Texte source
Texte par Gabrielle Camuset

Cosmologie de signes

 

 

Rebecca Brueder est une glaneuse d’histoires, d’images, de récits. Des récits qu’elle recueille au milieu du flux quotidien d’informations : données, contenus et représentations souvent puisés en ligne, dans des revues scientifiques ou sur des sites d’informations. Des événements sur lesquels, par le prisme de sa démarche, elle nous invite à re-poser notre regard pour mieux les examiner et les ré-envisager. La géognosie[1] tient une place      centrale dans son travail et la plupart des sujets qu’elle aborde touchent le rapport de l’Homme à son environnement ; avec une attention portée aux    phénomènes naturels ou géologiques qui par-delà nos tentatives de domination, restent hors de contrôle.
Ainsi Taal, 12 janvier 2020 revient sur la première éruption volcanique de l’année – du moins la première relayée dans les médias en France – celle du volcan Taal aux Philippines[2]. De cet événement, Rebecca Brueder ne va garder qu’une image. Une image symbolique, trouvée sur internet, qui sert de base au dessin qu’elle réalise à la manière du mezzo-tinto[3]. De ce fait, si l’éruption en question et son relais n’ont duré que quelques heures, le processus de travail mis en place par l’artiste est tout autre. En effet, en réalisant son dessin point par point, c’est dans un nouveau rapport au temps qu’elle s’engage. Un temps étiré, hors du flux quotidien, au sein duquel des choses nouvelles peuvent advenir. C’est aussi d’infimes nouveaux détails que l’artiste nous donne à voir et sur lesquels elle nous propose de nous arrêter. Le procédé technique nous incite en effet à revenir sur l’image perçue, à nous plonger dans le dessin, à nous y promener ; et petit à petit, analyser ce qui le compose. Or quand nous nous approchons de la composition cette dernière se trouble, les repères s’effacent, la perception se transforme et le motif pointilliste se métamorphose. Il nous évoque alors des spores, en pleine dispersion, à l’instar du nuage de gaz et de cendres.

Consignes
A - Dites si chacun des énoncés suivants concorde avec le texte sur Rebecca Brueder, en répondant par oui ou par non et en citant les mots décisifs du texte : (i) l’artiste conserve plusieurs images de l’éruption du Taal ; (ii) son dessin est exécuté point par point ; (iii) l’éruption et son relais dans les médias se sont prolongés pendant plusieurs semaines.
B - Rédigez la suite du texte sur Rebecca Brueder, en reprenant après sa dernière phrase.

Données fournies

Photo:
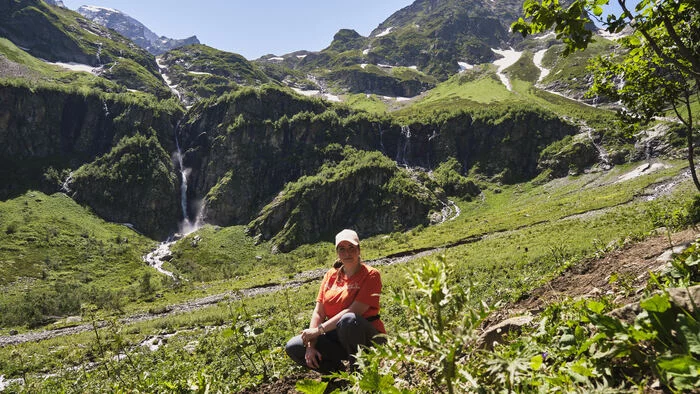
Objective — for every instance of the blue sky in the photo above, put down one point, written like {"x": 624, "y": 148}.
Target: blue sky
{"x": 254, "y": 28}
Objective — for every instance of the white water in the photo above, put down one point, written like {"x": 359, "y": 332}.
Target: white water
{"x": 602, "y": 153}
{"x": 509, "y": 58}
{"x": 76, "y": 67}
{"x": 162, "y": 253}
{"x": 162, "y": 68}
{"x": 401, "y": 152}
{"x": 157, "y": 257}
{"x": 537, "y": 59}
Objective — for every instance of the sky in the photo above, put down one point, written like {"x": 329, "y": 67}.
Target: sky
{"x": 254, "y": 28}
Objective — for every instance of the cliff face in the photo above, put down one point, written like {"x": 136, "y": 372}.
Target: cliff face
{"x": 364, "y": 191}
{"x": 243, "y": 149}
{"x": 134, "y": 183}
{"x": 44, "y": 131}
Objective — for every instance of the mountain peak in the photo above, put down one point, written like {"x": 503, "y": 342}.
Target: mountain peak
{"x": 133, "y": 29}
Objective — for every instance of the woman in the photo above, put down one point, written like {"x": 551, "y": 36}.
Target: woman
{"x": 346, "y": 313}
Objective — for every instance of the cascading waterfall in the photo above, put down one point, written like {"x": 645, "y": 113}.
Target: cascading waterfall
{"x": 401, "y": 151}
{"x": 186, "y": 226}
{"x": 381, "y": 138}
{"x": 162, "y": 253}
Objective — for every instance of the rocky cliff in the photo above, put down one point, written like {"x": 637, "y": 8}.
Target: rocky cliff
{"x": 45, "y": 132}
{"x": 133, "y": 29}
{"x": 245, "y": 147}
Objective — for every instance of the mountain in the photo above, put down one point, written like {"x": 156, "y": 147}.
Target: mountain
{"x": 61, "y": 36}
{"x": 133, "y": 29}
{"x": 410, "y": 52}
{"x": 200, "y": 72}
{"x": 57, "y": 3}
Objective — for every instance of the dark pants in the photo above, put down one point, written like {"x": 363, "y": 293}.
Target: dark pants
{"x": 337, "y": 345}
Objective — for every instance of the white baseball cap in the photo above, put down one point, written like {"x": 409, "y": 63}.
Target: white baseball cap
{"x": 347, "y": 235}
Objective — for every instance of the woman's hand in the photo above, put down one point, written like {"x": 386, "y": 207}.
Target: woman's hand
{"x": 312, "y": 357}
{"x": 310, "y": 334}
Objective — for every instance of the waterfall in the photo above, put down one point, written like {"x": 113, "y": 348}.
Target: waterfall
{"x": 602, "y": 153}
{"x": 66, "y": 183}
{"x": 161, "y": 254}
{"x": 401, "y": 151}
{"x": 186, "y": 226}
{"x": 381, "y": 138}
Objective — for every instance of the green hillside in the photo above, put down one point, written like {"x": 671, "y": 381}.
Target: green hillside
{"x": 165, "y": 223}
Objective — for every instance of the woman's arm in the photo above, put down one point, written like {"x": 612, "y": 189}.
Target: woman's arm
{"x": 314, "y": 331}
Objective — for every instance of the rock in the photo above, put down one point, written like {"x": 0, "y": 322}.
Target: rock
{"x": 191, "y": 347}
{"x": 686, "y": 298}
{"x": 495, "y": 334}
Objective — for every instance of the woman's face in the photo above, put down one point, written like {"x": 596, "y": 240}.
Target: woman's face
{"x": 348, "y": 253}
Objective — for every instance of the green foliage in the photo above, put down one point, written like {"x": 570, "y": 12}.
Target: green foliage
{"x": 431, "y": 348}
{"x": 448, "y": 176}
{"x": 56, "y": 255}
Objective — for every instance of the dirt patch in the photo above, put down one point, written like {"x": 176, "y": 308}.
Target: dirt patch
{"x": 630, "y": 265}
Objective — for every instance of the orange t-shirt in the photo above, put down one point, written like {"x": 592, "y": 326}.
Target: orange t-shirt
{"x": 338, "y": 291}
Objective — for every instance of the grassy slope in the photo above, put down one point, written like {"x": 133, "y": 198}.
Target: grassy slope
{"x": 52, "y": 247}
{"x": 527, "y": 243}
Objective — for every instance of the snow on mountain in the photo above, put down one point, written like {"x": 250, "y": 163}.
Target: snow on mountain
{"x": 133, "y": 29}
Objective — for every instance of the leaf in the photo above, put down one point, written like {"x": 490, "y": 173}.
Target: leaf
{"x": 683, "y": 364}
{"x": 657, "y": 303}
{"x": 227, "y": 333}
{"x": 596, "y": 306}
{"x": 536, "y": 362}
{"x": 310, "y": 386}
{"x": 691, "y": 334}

Corrigé
A -
(i) Non : « De cet événement, Rebecca Brueder ne va garder qu’une image. »
(ii) Oui : « en réalisant son dessin point par point »
(iii) Non : « si l’éruption en question et son relais n’ont duré que quelques heures »

B -
Taal, 12 janvier 2020 est un arrêt sur image, mais le processus qu’il active nous invite à regarder au-delà de l’événement. Le dessin devient alors prétexte pour nous décentrer, nous questionner sur ce qui a précédé l’événement, son contexte et aussi, ses potentielles conséquences dans le futur. La constellation de points figurée dans Taal, 12 janvier 2020 dialogue à une autre échelle avec celle de petites pierres brillantes qui viennent ponctuer En dessous de Popigaï. L’histoire de cette installation commence il y a 35,7 millions d’années, alors qu’une météorite impacte la Terre tout au nord de la Sibérie. La collision du corps céleste avec la surface terrestre crée un immense cratère[4], Popigaï, où le graphite alors présent dans le sol se transforme par compression de couches, en une multitude de petits diamants. Ce gisement colossal – qui à lui seul, multiplierait par 110 les réserves mondiales de cette pierre précieuse[5] – a été découvert en 1946 ; mais son existence a été tenue secrète pendant plusieurs décennies et son exploitation est récente.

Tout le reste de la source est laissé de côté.